### Consigne
Recopiez à l'identique le passage de l'article ci-dessous sur l'opposant bélarusse, de « Selon Viasna, Stepan » à « pas sa culpabilité. ».

### Extrait du document

_ _ _ _ _ _ _

MOSCOU/BERLIN: Un militant d'opposition bélarusse jugé mardi pour de nombreux chefs d'inculpation s'est planté un stylo dans le cou en pleine audience avant d'être évacué inconscient, a annoncé l'ONG Viasna de défense des droits humains.
Selon Viasna, Stepan Latypov a grimpé sur un banc dans la cage réservée à l'accusé "pour empêcher les gardes de l'atteindre" puis "s'est poignardé la gorge avec un objet ressemblant à un stylo".
"Stepan est devenu bleu et s'est allongé sur le banc, une ambulance a été appelée", a ajouté l'ONG.
Dans un communiqué, le ministère bélarusse de la Santé a indiqué mardi soir que la vie de l'opposant de 41 ans n'était pas en danger.
"Toutes les mesures médicales nécessaires ont été prises (...) Le patient est dans un état stable, il n'y a pas de danger de mort. Il a repris connaissance après l'anesthésie", a précisé le ministère sur sa page Telegram.
Selon Viasna, juste avant de passer à l'acte, l'opposant avait averti son père, qui venait de témoigner, qu'on l'avait menacé de poursuivre ses proches et sa famille en justice s'il ne reconnaissait pas sa culpabilité.

_ _ _ _ _ _ _

### Données
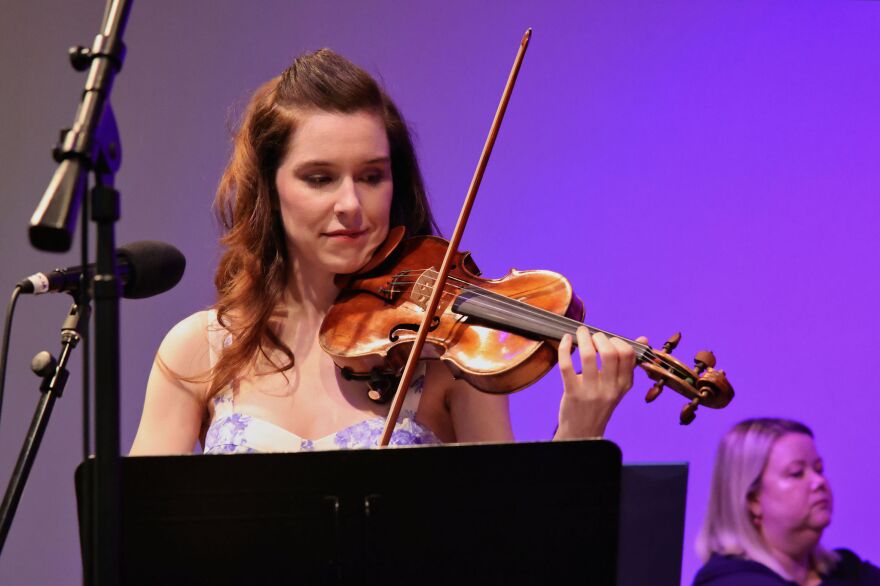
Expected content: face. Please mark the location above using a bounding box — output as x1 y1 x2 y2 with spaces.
749 433 832 549
275 111 393 276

_ _ _ _ _ _ _

### Corrigé
Selon Viasna, Stepan Latypov a grimpé sur un banc dans la cage réservée à l'accusé "pour empêcher les gardes de l'atteindre" puis "s'est poignardé la gorge avec un objet ressemblant à un stylo".
"Stepan est devenu bleu et s'est allongé sur le banc, une ambulance a été appelée", a ajouté l'ONG.
Dans un communiqué, le ministère bélarusse de la Santé a indiqué mardi soir que la vie de l'opposant de 41 ans n'était pas en danger.
"Toutes les mesures médicales nécessaires ont été prises (...) Le patient est dans un état stable, il n'y a pas de danger de mort. Il a repris connaissance après l'anesthésie", a précisé le ministère sur sa page Telegram.
Selon Viasna, juste avant de passer à l'acte, l'opposant avait averti son père, qui venait de témoigner, qu'on l'avait menacé de poursuivre ses proches et sa famille en justice s'il ne reconnaissait pas sa culpabilité.